▶ TRY IT:
The records that follow are to be given again exactly.

▶ DATASET:
________________________
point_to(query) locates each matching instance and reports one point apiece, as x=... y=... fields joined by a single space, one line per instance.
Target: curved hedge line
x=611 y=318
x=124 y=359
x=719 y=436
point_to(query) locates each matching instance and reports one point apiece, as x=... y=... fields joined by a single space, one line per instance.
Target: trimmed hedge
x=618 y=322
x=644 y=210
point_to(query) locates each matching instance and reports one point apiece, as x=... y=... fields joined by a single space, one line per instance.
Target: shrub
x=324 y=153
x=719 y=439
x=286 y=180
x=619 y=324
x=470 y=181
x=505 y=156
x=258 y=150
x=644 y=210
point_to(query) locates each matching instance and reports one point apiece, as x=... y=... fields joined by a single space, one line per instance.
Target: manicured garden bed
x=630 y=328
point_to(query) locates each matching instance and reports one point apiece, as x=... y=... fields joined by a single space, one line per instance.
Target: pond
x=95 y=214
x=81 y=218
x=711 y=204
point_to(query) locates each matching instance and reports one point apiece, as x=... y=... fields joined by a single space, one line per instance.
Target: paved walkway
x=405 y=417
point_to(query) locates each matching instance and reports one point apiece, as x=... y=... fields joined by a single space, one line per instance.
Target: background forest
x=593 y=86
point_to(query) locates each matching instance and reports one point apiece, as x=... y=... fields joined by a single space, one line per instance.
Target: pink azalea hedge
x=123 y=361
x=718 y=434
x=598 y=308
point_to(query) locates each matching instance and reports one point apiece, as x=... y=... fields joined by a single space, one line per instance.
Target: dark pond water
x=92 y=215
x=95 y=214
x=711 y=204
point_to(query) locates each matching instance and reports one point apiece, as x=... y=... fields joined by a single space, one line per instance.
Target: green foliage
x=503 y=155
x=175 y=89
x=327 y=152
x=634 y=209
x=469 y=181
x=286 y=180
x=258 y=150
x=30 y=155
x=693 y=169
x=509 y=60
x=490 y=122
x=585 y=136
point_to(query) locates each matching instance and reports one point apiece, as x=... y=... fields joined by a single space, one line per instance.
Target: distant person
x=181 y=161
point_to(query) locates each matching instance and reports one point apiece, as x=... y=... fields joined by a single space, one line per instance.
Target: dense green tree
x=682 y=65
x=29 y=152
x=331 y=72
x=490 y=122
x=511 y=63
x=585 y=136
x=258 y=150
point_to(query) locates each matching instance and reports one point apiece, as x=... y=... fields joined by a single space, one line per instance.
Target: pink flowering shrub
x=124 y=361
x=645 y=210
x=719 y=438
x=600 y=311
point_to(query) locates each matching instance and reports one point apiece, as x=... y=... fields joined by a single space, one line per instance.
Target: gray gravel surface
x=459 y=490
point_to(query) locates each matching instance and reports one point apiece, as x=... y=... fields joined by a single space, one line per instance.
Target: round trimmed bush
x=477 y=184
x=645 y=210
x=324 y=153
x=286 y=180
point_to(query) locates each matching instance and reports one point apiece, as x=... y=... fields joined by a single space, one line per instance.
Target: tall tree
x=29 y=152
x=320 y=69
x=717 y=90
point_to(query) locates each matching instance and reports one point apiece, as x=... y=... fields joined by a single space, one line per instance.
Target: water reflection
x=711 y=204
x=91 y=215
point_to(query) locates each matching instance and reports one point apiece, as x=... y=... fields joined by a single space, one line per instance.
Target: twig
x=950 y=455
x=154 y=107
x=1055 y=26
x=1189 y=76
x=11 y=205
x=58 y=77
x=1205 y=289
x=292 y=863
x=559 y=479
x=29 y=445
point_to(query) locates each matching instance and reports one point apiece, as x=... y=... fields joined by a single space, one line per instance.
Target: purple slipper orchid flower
________________________
▶ ANSWER SECTION:
point_to(query) locates each matching instance and reports one point apiece, as x=... y=... fields joined by a single space, one line per instance.
Target: curved hedge line
x=611 y=318
x=124 y=359
x=719 y=436
point_to(query) locates each matching instance and reports one point apiece, as x=... y=... fields joined by a single space, one line per instance.
Target: trimmed hedge
x=618 y=322
x=644 y=210
point_to(query) locates each matching instance and reports one point apiece, as x=... y=... fields joined by a single space, one line per instance.
Target: shrub
x=324 y=153
x=719 y=439
x=286 y=180
x=619 y=324
x=470 y=181
x=505 y=156
x=258 y=150
x=644 y=210
point_to(query) locates each matching instance and reports one point apiece, as x=... y=... fields joined by a single space, one line per instance.
Target: manicured garden bed
x=630 y=328
point_to(query) locates each matching instance and reports one point apiece, as x=... y=... fields joined by a single space, one line per instance.
Target: pond
x=95 y=214
x=81 y=218
x=711 y=204
point_to(query) locates each matching instance and reports one point apiece, as x=... y=... fields joined by a single space, one line per instance.
Target: paved walkway
x=405 y=417
point_to(query) locates each matching instance and reports one point apiece, as x=... y=... fields joined by a single space, one line per instance.
Target: background forest
x=593 y=86
point_to(query) locates each matching instance and reports one point apiece, as x=... y=... fields joined by a single space, one line per instance.
Target: pink azalea hedge
x=123 y=361
x=718 y=434
x=598 y=308
point_to(query) locates each matching instance and reports one point apiece, as x=... y=... fields joined by a single space, one line per instance.
Target: dark pond water
x=92 y=215
x=95 y=214
x=711 y=204
point_to(query) locates each matching instance and reports one point apiece, as x=... y=... fields joined by a single space, one line per instance.
Target: green foliage
x=503 y=155
x=175 y=89
x=327 y=152
x=634 y=209
x=469 y=181
x=286 y=180
x=258 y=150
x=30 y=155
x=693 y=169
x=509 y=60
x=490 y=122
x=585 y=136
point_to(query) locates each matching instance and reports one point apiece, as x=... y=... fields joined by a single space, one line per instance.
Target: distant person
x=181 y=161
point_to(query) locates each matching instance and reports one point apiece, as x=... y=... fields joined by a single space, one line per instance.
Target: dense green tree
x=682 y=65
x=29 y=152
x=331 y=72
x=490 y=122
x=511 y=63
x=585 y=136
x=258 y=150
point_to(query) locates each matching instance and reports one point apiece, as x=... y=... fields joined by a single space, one line per instance.
Target: pink flowering shrub
x=124 y=361
x=645 y=210
x=719 y=438
x=600 y=311
point_to(query) locates each matching instance and reports one point apiece, as x=... y=... fields joined by a single space, one line per instance.
Target: gray gravel surface
x=459 y=490
point_to(query) locates each matching instance and reports one point apiece, as x=... y=... fields joined by a single space, one line per instance.
Target: round trimmed bush
x=477 y=184
x=645 y=210
x=324 y=153
x=286 y=180
point_to(query) locates each matching instance and reports one point apiece, as x=... y=... fields joined by a single space, one line per instance.
Target: tall tree
x=29 y=152
x=320 y=69
x=717 y=90
point_to(query) locates each matching instance and reports one point apiece, as x=... y=... fields joined by a single space, one line per instance.
Target: water reflection
x=711 y=204
x=91 y=215
point_to(query) locates each matching instance and reports one point apiece, as x=... y=... fields joined by a single space, one line per instance.
Target: twig
x=950 y=455
x=154 y=107
x=1055 y=26
x=1189 y=76
x=11 y=205
x=58 y=77
x=1205 y=289
x=292 y=863
x=559 y=479
x=29 y=445
point_to(query) locates each matching instance and reports one point apiece, as x=... y=... fields joined by a single space, one line per instance.
Target: purple slipper orchid flower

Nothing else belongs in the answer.